Data for the task:
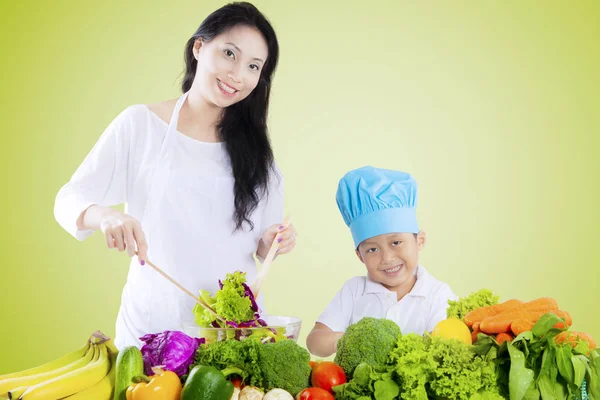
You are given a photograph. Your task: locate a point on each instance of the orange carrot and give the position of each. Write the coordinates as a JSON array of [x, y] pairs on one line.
[[541, 304], [503, 337], [482, 313], [502, 322], [519, 326]]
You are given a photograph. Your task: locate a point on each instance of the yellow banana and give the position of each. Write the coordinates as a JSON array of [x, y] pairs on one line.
[[16, 392], [30, 380], [49, 366], [71, 382], [102, 390]]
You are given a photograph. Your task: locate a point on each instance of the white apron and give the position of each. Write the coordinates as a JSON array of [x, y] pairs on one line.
[[188, 223]]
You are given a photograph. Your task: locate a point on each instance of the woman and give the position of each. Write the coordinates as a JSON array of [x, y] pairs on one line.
[[196, 174]]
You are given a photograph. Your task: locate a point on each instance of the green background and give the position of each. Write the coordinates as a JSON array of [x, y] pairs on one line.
[[494, 108]]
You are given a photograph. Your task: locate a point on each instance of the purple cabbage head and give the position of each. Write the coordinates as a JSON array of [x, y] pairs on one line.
[[173, 349]]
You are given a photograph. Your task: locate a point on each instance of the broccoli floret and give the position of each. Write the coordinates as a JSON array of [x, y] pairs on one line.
[[370, 340], [284, 365], [279, 365]]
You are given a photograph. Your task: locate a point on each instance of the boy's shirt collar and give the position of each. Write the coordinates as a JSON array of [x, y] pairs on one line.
[[419, 290]]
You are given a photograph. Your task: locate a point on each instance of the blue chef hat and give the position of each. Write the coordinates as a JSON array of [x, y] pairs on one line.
[[376, 201]]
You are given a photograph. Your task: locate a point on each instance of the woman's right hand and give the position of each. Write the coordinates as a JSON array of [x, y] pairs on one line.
[[123, 232]]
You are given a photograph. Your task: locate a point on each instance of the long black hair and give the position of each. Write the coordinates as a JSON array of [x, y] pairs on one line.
[[243, 127]]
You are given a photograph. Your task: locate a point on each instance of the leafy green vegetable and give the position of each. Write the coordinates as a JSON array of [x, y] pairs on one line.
[[520, 377], [464, 305], [282, 365], [435, 367], [232, 302], [593, 375], [368, 383]]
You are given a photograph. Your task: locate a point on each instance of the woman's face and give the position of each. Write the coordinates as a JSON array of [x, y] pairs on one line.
[[230, 65]]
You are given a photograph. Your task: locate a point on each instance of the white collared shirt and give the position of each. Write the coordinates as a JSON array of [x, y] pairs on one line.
[[419, 311]]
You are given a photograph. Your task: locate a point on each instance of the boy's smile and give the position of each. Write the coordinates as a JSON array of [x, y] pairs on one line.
[[392, 259]]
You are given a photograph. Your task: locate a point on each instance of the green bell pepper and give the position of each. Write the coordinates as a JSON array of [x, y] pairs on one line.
[[208, 383]]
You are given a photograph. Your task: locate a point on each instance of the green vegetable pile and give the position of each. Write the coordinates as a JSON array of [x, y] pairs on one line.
[[278, 365], [369, 340], [464, 305], [531, 367], [534, 366]]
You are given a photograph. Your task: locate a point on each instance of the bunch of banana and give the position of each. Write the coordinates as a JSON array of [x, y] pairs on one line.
[[86, 373]]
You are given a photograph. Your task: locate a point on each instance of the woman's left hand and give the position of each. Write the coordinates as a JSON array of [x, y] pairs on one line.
[[285, 236]]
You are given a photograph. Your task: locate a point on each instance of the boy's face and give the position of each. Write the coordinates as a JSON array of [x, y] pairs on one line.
[[391, 259]]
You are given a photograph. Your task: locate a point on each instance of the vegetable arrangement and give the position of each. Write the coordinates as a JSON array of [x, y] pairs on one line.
[[235, 303]]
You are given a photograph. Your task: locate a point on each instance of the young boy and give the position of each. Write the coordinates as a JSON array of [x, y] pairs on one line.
[[379, 207]]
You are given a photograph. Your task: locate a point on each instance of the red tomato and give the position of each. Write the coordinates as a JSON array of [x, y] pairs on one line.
[[314, 394], [326, 374]]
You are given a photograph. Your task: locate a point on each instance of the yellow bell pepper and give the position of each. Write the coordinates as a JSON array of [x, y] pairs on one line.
[[164, 385]]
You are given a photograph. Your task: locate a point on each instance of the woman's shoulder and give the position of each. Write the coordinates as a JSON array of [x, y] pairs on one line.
[[162, 110]]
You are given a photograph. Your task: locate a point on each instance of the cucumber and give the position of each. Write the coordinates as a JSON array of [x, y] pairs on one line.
[[129, 364]]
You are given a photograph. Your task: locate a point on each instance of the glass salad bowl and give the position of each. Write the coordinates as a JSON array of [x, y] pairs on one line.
[[278, 327]]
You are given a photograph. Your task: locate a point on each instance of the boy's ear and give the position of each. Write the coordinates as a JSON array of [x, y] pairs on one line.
[[421, 239], [359, 256]]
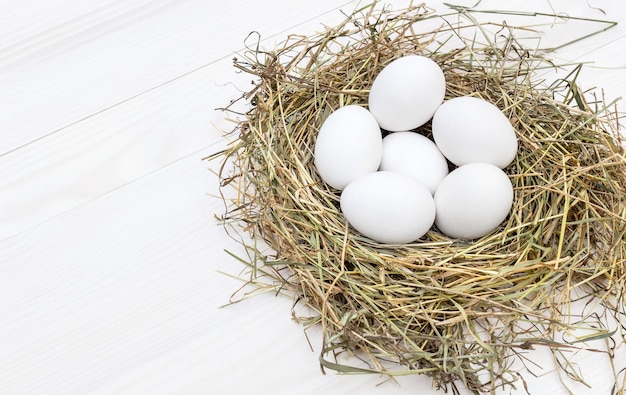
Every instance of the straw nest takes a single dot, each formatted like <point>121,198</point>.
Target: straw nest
<point>454,310</point>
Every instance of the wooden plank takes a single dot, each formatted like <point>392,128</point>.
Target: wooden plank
<point>86,72</point>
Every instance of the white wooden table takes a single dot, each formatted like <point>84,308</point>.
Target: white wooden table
<point>110,257</point>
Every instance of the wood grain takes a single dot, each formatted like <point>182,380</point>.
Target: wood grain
<point>110,259</point>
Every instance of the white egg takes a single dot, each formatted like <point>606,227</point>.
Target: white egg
<point>415,155</point>
<point>348,146</point>
<point>406,93</point>
<point>388,207</point>
<point>468,129</point>
<point>473,200</point>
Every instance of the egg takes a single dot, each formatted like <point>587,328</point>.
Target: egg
<point>388,207</point>
<point>406,93</point>
<point>349,145</point>
<point>414,155</point>
<point>473,200</point>
<point>469,129</point>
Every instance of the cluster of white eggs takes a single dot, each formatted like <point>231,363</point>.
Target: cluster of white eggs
<point>394,189</point>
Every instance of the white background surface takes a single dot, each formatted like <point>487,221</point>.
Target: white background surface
<point>110,257</point>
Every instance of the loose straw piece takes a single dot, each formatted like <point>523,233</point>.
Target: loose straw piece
<point>454,310</point>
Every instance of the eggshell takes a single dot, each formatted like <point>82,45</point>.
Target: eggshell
<point>416,156</point>
<point>406,93</point>
<point>348,146</point>
<point>388,207</point>
<point>469,129</point>
<point>473,200</point>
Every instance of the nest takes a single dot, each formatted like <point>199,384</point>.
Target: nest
<point>453,310</point>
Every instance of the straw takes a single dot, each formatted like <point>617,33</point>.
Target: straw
<point>454,310</point>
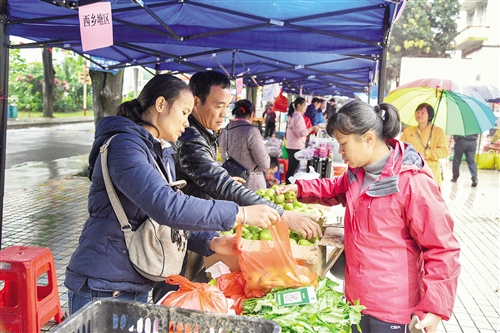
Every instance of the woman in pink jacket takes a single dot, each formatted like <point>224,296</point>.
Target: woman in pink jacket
<point>401,254</point>
<point>296,133</point>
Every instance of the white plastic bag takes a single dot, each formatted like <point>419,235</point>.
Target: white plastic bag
<point>312,174</point>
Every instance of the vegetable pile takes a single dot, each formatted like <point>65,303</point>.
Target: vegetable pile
<point>332,313</point>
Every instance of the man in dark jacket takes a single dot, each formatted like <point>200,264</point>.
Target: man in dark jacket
<point>197,152</point>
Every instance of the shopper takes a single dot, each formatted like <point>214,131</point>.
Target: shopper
<point>243,142</point>
<point>312,110</point>
<point>197,164</point>
<point>428,139</point>
<point>296,134</point>
<point>100,266</point>
<point>270,120</point>
<point>465,145</point>
<point>401,254</point>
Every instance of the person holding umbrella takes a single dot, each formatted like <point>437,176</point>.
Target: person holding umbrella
<point>428,139</point>
<point>401,253</point>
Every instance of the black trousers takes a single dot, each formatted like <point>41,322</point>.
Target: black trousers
<point>467,147</point>
<point>270,127</point>
<point>371,324</point>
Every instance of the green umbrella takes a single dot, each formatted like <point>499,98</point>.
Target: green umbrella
<point>456,113</point>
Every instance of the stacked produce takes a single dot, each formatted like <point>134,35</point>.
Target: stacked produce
<point>288,200</point>
<point>330,313</point>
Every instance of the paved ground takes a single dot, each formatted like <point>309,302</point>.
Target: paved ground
<point>52,215</point>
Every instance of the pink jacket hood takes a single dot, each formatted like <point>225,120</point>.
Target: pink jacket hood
<point>402,256</point>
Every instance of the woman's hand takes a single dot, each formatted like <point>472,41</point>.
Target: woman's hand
<point>259,215</point>
<point>239,180</point>
<point>286,188</point>
<point>303,223</point>
<point>225,245</point>
<point>430,323</point>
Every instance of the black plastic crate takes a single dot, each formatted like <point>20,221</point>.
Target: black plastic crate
<point>109,315</point>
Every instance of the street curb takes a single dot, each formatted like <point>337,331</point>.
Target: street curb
<point>44,122</point>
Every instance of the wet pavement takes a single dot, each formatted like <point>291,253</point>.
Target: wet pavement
<point>52,213</point>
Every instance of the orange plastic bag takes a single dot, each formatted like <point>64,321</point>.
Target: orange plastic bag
<point>232,286</point>
<point>195,296</point>
<point>271,264</point>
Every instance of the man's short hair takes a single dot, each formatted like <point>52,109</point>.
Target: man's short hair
<point>273,162</point>
<point>201,83</point>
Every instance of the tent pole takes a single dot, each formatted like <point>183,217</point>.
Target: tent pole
<point>4,85</point>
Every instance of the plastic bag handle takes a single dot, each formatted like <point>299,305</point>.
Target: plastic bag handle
<point>180,280</point>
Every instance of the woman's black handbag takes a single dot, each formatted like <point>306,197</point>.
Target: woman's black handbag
<point>233,167</point>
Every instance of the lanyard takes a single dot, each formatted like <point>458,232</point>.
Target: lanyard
<point>428,141</point>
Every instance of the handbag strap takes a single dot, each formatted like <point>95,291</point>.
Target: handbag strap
<point>113,197</point>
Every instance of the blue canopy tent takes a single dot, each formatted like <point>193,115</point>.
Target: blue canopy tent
<point>319,46</point>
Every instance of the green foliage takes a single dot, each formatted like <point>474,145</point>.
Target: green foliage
<point>427,28</point>
<point>26,83</point>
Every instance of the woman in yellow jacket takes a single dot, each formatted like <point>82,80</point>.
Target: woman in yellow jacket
<point>429,140</point>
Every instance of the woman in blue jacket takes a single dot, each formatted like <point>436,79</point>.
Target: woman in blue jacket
<point>100,266</point>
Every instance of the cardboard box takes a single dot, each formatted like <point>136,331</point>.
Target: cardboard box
<point>319,258</point>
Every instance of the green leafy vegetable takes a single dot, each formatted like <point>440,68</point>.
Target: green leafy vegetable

Required work: Echo back the part of the material that opens with the line containing "Every instance of the plastic" and closes with the line containing "<point>180,280</point>", both lines included.

The response:
Every instance of the plastic bag handle takes a single dot, each formatted like <point>299,305</point>.
Target: plastic bag handle
<point>180,280</point>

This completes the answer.